▶ **Challenge**
Could you copy out the full forum thread below, word for word?

▶ **Reading text**
+++

Well, it looks like it is working... just we don't have any "driver" to make it go to Location(0,0,0) so initially it is wondering around aimlessly.
I do see it moving around in GUI mode.
@TimZaman - thanks for continued updates of README.md - definitely helps although for someone that hasn't created accounts or used Google Cloud Platform many things are still very unclear.
So far I have installed:
- ksonnet :
brew install ksonnet/tap/ks
- kubernetes :
brew install kubernetes-cli
Regarding GKE - Seems like I need to enable a bunch of GCP APIs before I can do anything. Browsing around the internet I finally got to:
https://www.kubeflow.org/docs/started/getting-started-gke/
That lists the following APIs as needed:
- Compute Engine
- GKE
- Identity and Access Management (IAM)
- Deployment Manager
I can work on getting those enabled next although what is the expected "realistic" pricing I am looking at here on a monthly basis?
On GCP you get $300 for free, which is equal to around 40 cores for a month. (20 agents). But you don't really need it. You can just install k8s locally (minikube). I do currently use GCP (Google Cloud Storage, part of GCP) to save and resume the model/tensorboard. I find that pretty handy. GCS itself (google cloud storage) is super cheap (so you can use the $300 towards that goal). Alternatively, we make GCS optional, feel free to add support for that.
I also have K8s running on a raspberry pi cluster of 4 machines. However, those are ARM chips so they cannot run dota. You can also setup your own k8s cluster with a few old machines. Dota needs around 1 core per agent. I was running on my mac pro (6core) 8 agents while using a total of 80% of all CPU.
Alternatively, you have all agents run in multiple docker containers with port forwarding to your local machine, where you have rmq and optimizer running.
Oh btw, nice that you got it working! Yeah what you posted is exact how it should work! Nice! And it will take a few hours for it to go towards mid, but then it will accelerate bc of the XP, then the last hits, etc.
Here is a model with the latest dota trained last night on top-of-tree (0.3.4) [your code!]
exp1_job2_model_000001576.pt.zip
brew install gcc (prereq for rabbitmq)
xcode-select --install (because running on Mac requires Xcode)

+++

▶ **Rows**

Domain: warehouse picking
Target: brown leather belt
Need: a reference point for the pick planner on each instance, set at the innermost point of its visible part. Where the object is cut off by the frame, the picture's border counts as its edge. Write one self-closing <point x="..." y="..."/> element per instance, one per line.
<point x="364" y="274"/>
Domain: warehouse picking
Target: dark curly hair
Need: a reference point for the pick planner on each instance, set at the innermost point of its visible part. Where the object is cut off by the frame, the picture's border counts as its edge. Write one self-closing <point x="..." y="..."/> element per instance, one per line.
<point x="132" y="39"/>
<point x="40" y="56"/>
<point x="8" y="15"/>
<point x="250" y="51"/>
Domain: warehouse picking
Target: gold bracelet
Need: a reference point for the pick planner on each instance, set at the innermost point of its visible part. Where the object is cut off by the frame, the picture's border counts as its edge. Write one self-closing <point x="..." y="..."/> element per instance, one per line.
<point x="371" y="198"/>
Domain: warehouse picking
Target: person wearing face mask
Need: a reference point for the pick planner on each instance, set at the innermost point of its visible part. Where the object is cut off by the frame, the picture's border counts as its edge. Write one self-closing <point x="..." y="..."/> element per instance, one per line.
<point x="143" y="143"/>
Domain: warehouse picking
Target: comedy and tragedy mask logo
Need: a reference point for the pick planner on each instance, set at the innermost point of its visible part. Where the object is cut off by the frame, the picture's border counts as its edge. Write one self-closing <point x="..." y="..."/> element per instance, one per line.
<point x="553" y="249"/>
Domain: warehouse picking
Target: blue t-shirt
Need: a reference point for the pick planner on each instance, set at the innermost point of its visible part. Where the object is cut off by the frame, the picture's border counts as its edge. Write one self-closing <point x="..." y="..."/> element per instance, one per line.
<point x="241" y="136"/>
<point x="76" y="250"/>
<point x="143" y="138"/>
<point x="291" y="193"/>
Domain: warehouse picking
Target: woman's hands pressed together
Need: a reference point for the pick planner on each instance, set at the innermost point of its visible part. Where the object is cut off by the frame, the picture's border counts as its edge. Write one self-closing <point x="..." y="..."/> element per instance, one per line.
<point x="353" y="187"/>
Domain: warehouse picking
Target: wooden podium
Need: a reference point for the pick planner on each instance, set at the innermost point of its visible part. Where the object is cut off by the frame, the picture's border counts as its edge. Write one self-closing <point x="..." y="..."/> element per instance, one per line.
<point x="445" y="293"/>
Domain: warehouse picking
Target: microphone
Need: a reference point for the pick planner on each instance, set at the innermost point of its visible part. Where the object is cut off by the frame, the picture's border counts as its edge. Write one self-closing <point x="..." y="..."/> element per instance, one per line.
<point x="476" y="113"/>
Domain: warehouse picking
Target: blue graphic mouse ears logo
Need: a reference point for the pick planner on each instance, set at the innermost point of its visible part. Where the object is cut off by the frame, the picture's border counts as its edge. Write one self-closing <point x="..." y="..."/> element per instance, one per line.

+++

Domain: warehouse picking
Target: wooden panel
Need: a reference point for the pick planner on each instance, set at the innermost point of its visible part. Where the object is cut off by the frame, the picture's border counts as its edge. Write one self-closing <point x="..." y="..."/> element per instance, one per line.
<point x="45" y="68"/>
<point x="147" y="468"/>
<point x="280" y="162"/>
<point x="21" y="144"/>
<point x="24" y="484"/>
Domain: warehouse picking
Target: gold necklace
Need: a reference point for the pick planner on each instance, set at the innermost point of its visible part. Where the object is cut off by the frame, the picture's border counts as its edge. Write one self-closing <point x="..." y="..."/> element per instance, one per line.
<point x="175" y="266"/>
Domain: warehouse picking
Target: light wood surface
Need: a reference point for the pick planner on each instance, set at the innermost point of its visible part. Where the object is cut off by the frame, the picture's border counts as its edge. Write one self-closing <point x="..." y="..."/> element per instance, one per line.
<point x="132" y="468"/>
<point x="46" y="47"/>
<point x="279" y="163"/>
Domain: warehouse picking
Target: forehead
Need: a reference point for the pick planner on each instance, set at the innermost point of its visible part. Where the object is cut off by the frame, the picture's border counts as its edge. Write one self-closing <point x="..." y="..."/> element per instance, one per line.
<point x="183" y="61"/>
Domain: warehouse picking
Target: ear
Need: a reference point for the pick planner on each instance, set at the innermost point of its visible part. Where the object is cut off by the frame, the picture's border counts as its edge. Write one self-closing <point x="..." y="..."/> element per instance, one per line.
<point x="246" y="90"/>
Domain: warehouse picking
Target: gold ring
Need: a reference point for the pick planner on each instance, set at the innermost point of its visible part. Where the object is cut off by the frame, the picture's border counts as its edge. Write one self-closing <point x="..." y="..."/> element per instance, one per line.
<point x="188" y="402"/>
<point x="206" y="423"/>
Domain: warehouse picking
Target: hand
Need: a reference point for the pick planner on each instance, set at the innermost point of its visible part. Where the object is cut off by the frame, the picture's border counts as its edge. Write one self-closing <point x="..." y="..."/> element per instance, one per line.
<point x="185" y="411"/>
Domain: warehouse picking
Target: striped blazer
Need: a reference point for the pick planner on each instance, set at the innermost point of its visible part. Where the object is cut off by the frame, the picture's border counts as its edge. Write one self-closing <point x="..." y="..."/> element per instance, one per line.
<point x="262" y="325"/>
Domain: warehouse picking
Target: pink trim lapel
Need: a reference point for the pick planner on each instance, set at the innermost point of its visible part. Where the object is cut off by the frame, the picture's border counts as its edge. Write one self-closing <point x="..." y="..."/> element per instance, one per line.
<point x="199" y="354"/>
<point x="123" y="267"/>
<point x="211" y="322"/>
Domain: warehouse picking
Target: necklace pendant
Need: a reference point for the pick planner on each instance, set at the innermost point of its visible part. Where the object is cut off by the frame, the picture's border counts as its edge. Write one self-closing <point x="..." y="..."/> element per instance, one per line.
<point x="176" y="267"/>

+++

▶ **Result of the exercise**
Well, it looks like it is working... just we don't have any "driver" to make it go to Location(0,0,0) so initially it is wondering around aimlessly.
I do see it moving around in GUI mode.
@TimZaman - thanks for continued updates of README.md - definitely helps although for someone that hasn't created accounts or used Google Cloud Platform many things are still very unclear.
So far I have installed:
- ksonnet :
brew install ksonnet/tap/ks
- kubernetes :
brew install kubernetes-cli
Regarding GKE - Seems like I need to enable a bunch of GCP APIs before I can do anything. Browsing around the internet I finally got to:
https://www.kubeflow.org/docs/started/getting-started-gke/
That lists the following APIs as needed:
- Compute Engine
- GKE
- Identity and Access Management (IAM)
- Deployment Manager
I can work on getting those enabled next although what is the expected "realistic" pricing I am looking at here on a monthly basis?
On GCP you get $300 for free, which is equal to around 40 cores for a month. (20 agents). But you don't really need it. You can just install k8s locally (minikube). I do currently use GCP (Google Cloud Storage, part of GCP) to save and resume the model/tensorboard. I find that pretty handy. GCS itself (google cloud storage) is super cheap (so you can use the $300 towards that goal). Alternatively, we make GCS optional, feel free to add support for that.
I also have K8s running on a raspberry pi cluster of 4 machines. However, those are ARM chips so they cannot run dota. You can also setup your own k8s cluster with a few old machines. Dota needs around 1 core per agent. I was running on my mac pro (6core) 8 agents while using a total of 80% of all CPU.
Alternatively, you have all agents run in multiple docker containers with port forwarding to your local machine, where you have rmq and optimizer running.
Oh btw, nice that you got it working! Yeah what you posted is exact how it should work! Nice! And it will take a few hours for it to go towards mid, but then it will accelerate bc of the XP, then the last hits, etc.
Here is a model with the latest dota trained last night on top-of-tree (0.3.4) [your code!]
exp1_job2_model_000001576.pt.zip
brew install gcc (prereq for rabbitmq)
xcode-select --install (because running on Mac requires Xcode)